THE REQUEST. Find each line in the material below that contains the word "floor", and copy those lines out.

TASK INPUT.
····················

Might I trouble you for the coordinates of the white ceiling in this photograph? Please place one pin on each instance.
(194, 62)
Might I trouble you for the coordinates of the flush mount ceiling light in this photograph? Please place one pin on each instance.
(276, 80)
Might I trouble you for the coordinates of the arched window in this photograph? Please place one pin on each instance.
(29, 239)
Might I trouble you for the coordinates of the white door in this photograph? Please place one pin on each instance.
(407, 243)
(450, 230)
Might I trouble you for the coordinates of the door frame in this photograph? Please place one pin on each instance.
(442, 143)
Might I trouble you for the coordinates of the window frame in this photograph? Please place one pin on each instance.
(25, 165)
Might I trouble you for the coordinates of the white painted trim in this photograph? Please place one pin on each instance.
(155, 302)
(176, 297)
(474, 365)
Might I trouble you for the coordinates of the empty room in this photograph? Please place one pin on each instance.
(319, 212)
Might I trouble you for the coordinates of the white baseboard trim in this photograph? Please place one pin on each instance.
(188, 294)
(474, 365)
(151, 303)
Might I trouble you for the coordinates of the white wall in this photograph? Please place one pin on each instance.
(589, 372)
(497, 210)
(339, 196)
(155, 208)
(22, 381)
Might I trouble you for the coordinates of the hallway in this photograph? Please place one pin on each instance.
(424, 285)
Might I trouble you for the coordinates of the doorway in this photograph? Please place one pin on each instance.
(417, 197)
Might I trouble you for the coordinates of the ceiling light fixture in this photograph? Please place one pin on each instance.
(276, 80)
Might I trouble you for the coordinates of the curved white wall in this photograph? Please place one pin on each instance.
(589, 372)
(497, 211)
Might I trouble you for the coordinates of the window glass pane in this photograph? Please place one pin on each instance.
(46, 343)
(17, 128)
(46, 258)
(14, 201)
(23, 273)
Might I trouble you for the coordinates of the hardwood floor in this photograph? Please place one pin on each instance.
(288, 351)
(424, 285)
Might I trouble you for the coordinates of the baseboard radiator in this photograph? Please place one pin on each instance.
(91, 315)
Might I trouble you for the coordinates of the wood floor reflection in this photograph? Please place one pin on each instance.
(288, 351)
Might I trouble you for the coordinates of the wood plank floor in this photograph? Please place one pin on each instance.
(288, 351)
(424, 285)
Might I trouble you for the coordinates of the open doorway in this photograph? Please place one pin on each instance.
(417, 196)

····················

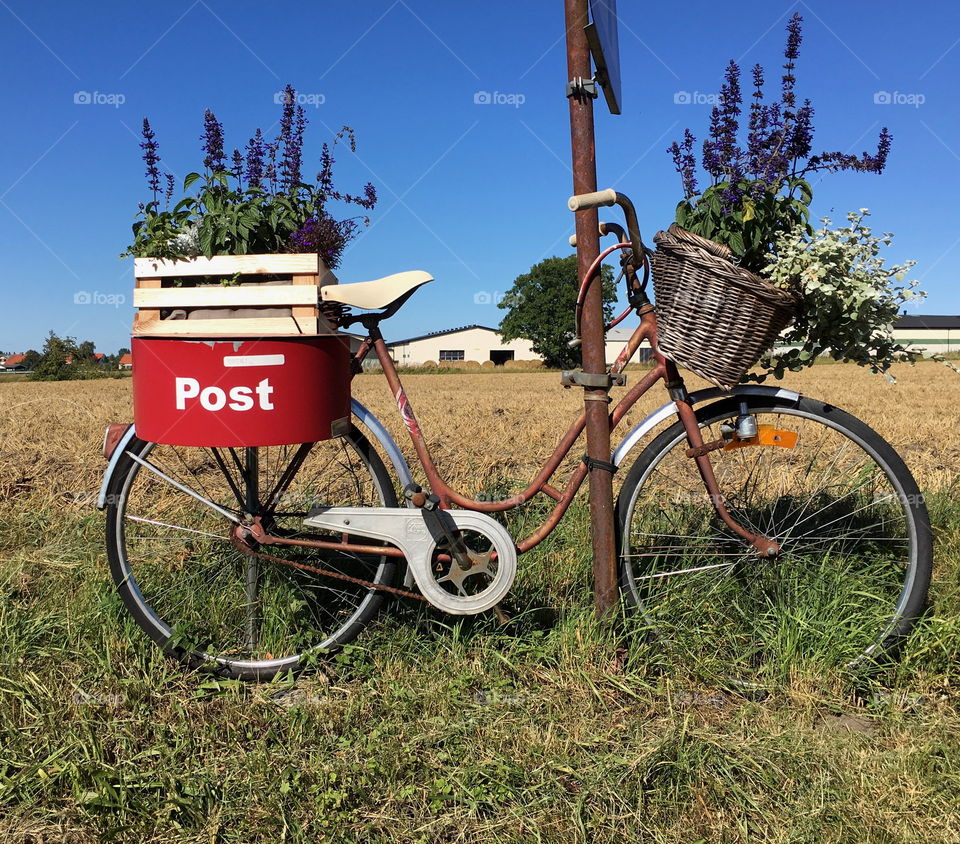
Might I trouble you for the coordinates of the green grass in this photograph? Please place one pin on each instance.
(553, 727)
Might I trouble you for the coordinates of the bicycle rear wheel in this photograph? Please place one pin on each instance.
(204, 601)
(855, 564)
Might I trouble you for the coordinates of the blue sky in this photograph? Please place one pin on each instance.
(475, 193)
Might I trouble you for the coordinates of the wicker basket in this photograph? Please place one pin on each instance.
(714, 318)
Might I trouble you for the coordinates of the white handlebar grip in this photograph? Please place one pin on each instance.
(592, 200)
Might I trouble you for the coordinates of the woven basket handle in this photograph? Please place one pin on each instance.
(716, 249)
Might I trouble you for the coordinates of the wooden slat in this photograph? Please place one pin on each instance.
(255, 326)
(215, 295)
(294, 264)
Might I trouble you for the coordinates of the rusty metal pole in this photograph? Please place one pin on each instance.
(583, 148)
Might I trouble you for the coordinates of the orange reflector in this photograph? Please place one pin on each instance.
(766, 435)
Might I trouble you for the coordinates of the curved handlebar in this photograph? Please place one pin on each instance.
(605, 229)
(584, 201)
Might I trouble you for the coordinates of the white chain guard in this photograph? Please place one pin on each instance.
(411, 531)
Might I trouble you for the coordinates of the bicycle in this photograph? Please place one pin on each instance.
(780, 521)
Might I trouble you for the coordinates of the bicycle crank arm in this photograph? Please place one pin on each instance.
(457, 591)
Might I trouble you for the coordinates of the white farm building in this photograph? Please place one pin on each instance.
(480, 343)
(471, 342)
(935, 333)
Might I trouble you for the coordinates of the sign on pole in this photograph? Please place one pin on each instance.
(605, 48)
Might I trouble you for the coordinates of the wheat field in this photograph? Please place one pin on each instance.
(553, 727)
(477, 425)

····················

TASK OUTPUT.
Might I trouble you for the coordinates of the hardwood floor in this photograph? Please place one pin on each instance.
Might I trouble you for the coordinates of the wood floor reflection in this photograph? Please place one pin on each instance.
Might I trouble you for the coordinates of the wood plank floor in this photograph? Please place one pin on each instance.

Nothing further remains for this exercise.